| SUPPLIED MATERIAL |
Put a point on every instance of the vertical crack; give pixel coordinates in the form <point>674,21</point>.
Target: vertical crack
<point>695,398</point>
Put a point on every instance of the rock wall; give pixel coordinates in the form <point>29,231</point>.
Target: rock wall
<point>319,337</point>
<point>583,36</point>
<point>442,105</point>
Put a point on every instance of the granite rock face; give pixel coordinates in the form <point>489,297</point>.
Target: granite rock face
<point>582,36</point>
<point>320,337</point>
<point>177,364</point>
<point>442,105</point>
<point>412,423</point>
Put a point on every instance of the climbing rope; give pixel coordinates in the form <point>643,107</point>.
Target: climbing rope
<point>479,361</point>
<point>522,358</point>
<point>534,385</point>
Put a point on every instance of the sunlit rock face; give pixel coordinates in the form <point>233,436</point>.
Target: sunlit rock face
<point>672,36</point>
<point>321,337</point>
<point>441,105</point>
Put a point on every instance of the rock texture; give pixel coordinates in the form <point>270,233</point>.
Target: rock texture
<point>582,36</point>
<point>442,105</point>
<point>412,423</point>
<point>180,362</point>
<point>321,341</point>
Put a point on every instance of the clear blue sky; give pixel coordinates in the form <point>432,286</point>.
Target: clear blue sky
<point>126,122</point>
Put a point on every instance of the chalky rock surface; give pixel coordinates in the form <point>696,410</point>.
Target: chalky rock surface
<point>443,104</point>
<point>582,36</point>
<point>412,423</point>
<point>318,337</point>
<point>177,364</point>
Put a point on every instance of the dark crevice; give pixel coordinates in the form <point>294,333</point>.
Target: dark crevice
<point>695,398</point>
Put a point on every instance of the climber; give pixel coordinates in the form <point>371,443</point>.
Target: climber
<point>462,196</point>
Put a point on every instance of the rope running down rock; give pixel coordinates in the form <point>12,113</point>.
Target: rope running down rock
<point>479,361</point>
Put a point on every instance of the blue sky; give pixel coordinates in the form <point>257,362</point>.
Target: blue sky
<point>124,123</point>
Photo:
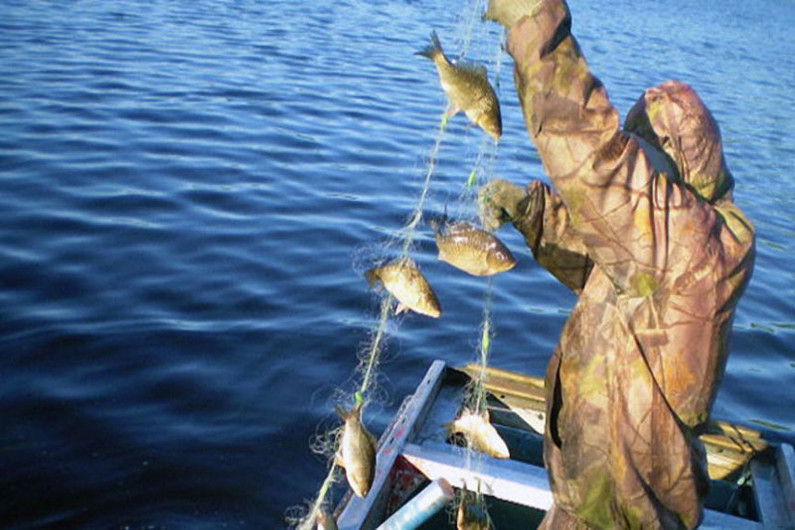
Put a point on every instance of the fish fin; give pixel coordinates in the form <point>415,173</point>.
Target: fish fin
<point>433,50</point>
<point>475,68</point>
<point>451,110</point>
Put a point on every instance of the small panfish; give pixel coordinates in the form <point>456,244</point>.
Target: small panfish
<point>472,513</point>
<point>404,280</point>
<point>480,434</point>
<point>472,250</point>
<point>356,453</point>
<point>325,521</point>
<point>467,88</point>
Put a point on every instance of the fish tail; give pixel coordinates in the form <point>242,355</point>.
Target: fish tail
<point>434,50</point>
<point>449,428</point>
<point>372,276</point>
<point>341,412</point>
<point>437,222</point>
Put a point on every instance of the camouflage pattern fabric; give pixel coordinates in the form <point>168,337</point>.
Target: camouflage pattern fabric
<point>640,223</point>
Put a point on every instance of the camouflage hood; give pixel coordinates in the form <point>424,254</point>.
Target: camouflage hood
<point>673,119</point>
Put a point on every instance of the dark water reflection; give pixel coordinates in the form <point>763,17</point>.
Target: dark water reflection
<point>191,190</point>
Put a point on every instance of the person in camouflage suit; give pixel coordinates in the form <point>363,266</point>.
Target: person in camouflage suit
<point>640,224</point>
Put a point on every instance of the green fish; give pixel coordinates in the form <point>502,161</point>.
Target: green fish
<point>405,282</point>
<point>356,452</point>
<point>467,88</point>
<point>480,433</point>
<point>472,250</point>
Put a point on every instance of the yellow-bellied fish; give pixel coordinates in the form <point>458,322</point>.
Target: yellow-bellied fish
<point>356,453</point>
<point>325,521</point>
<point>404,280</point>
<point>468,89</point>
<point>480,433</point>
<point>472,250</point>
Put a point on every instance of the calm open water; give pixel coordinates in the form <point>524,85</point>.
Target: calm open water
<point>190,191</point>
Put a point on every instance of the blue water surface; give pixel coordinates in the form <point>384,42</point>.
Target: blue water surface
<point>191,191</point>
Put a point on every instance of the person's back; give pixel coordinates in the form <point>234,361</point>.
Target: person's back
<point>659,261</point>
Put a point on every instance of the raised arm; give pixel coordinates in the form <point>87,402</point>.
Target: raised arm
<point>615,199</point>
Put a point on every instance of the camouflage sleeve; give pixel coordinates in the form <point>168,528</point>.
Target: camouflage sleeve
<point>601,174</point>
<point>544,223</point>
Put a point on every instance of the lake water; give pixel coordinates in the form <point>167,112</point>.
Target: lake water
<point>191,191</point>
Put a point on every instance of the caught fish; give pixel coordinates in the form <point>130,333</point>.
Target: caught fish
<point>472,513</point>
<point>325,521</point>
<point>472,250</point>
<point>480,434</point>
<point>356,453</point>
<point>467,88</point>
<point>405,282</point>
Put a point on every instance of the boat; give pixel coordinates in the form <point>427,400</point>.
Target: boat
<point>752,478</point>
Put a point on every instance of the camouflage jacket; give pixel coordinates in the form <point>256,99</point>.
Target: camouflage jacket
<point>641,225</point>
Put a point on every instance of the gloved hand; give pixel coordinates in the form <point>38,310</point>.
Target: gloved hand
<point>508,12</point>
<point>499,202</point>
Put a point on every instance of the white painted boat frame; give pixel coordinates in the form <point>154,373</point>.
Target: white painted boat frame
<point>772,468</point>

| REQUIRED TASK |
Your copy should match the entries exactly, minus the pictures.

| OUTPUT FOR THIS EXERCISE |
Put a point on every instance of the vertical crack; give pixel coordinates in the form <point>674,21</point>.
Target: vertical crack
<point>695,398</point>
Put a point on every instance of the rock wall; give pixel coordinates in the form <point>29,231</point>.
Target: rock wall
<point>319,337</point>
<point>583,36</point>
<point>442,105</point>
Put a point on every instance of the granite rock face; give pixel coordinates in the form <point>489,297</point>.
Target: granite rock face
<point>582,36</point>
<point>320,337</point>
<point>177,364</point>
<point>442,105</point>
<point>412,423</point>
Put a point on every instance of the climbing rope; give pixel coordinates in the form <point>643,107</point>.
Target: climbing rope
<point>479,361</point>
<point>522,358</point>
<point>534,385</point>
Put a point on every instance of the sunlit rock face; give pixel coordinates in the form <point>233,436</point>.
Target: sunlit rock face
<point>672,36</point>
<point>321,337</point>
<point>441,105</point>
Put a point on every instance of the rock texture; give pixel coordinates in the form <point>270,233</point>.
Target: rock texture
<point>582,36</point>
<point>442,105</point>
<point>412,423</point>
<point>180,362</point>
<point>321,341</point>
Put a point on every instance of the clear blue sky; give pixel coordinates in the form <point>432,286</point>.
Target: clear blue sky
<point>126,122</point>
Put a point on every instance of the chalky rock surface; give pixel coordinates in the form <point>696,410</point>.
Target: chalky rock surface
<point>443,104</point>
<point>582,36</point>
<point>412,423</point>
<point>318,337</point>
<point>177,364</point>
Put a point on every instance of the dark crevice; give pixel coordinates in the form <point>294,333</point>.
Target: dark crevice
<point>695,398</point>
Put a point on every instance of the climber; give pixel coordinates in the form <point>371,443</point>.
Target: climber
<point>462,196</point>
Put a point on every instance of the rope running down rock; give pixel coordinates in the form <point>12,113</point>.
Target: rope running down rock
<point>479,361</point>
Put a point on every instance of the blue sky; give pixel coordinates in the form <point>257,362</point>.
Target: blue sky
<point>124,123</point>
Photo:
Put a point on every instance of the fish fin; give pixel coordinates in the form <point>415,173</point>.
Target: fish fin
<point>433,50</point>
<point>475,68</point>
<point>451,110</point>
Put a point on every instance of the small panfish; give pixel coordinates in the form <point>456,244</point>.
Target: small panfish
<point>472,513</point>
<point>404,280</point>
<point>480,434</point>
<point>472,250</point>
<point>356,453</point>
<point>325,521</point>
<point>467,88</point>
Put a point on every instance of the fish tail; give pixel coordinates in the form <point>242,355</point>.
Target: fish tail
<point>434,50</point>
<point>449,428</point>
<point>372,276</point>
<point>341,412</point>
<point>437,222</point>
Put a point on every instance of the camouflage pattern fabric; give pixel coordinates in the form <point>168,337</point>.
Target: camouflage pattern fabric
<point>640,223</point>
Put a point on every instance of the camouflage hood; give pixel coordinates in the form <point>424,254</point>.
Target: camouflage hood
<point>673,119</point>
Put a point on every instance of the dark water reflection; give pixel coordinates in the form <point>763,17</point>.
Target: dark water reflection
<point>191,190</point>
Put a point on every instance of the person in camouflage suit; give pixel coordinates in the form <point>363,266</point>.
Target: person in camouflage suit
<point>640,224</point>
Put a point on every instance of the green fish; give pixel coordinates in the form <point>502,161</point>.
Target: green fish
<point>405,282</point>
<point>356,452</point>
<point>467,88</point>
<point>480,433</point>
<point>472,250</point>
Put a point on every instance of the yellow-bellied fish; give pixel coordinates in the form <point>458,322</point>.
Target: yellow-bellied fish
<point>356,453</point>
<point>325,521</point>
<point>404,280</point>
<point>468,89</point>
<point>480,433</point>
<point>472,250</point>
Put a point on every instance of the calm open water; give pixel coordinates in the form <point>524,85</point>.
Target: calm open water
<point>190,191</point>
Put a point on every instance of the blue water surface; give pixel coordinates in the form <point>384,42</point>.
Target: blue water surface
<point>191,191</point>
Put a point on every instance of the person's back; give pixel coordinates in the form <point>234,361</point>.
Target: person's back
<point>659,261</point>
Put a point on every instance of the raised arm; give pixel coordinates in the form <point>87,402</point>.
Target: raised arm
<point>615,199</point>
Put a point on every instance of the camouflage sleeve; give pixel coordinates in the form <point>168,528</point>.
Target: camouflage sleeve
<point>601,174</point>
<point>544,223</point>
Put a point on every instance of the lake water; give pixel coordinates in the form <point>167,112</point>.
Target: lake water
<point>191,191</point>
Put a point on every instance of the caught fish; give pixel coordinates in the form <point>130,333</point>.
Target: caught fish
<point>472,513</point>
<point>325,521</point>
<point>472,250</point>
<point>480,434</point>
<point>356,453</point>
<point>467,88</point>
<point>405,282</point>
Put a point on every instance of the boat; give pixel coordinates in the form <point>427,400</point>.
Target: boat
<point>752,478</point>
Put a point on every instance of the camouflage jacket; give pixel coordinates in the form <point>256,99</point>.
Target: camouflage jacket
<point>641,225</point>
Put a point on every instance of the gloved hand; give pixel coordinates in the form <point>38,310</point>.
Target: gloved hand
<point>508,12</point>
<point>499,202</point>
Put a point on every instance of the white painted boat frame; give pixel coordinates in the form <point>154,373</point>.
Target: white painted boat frame
<point>772,468</point>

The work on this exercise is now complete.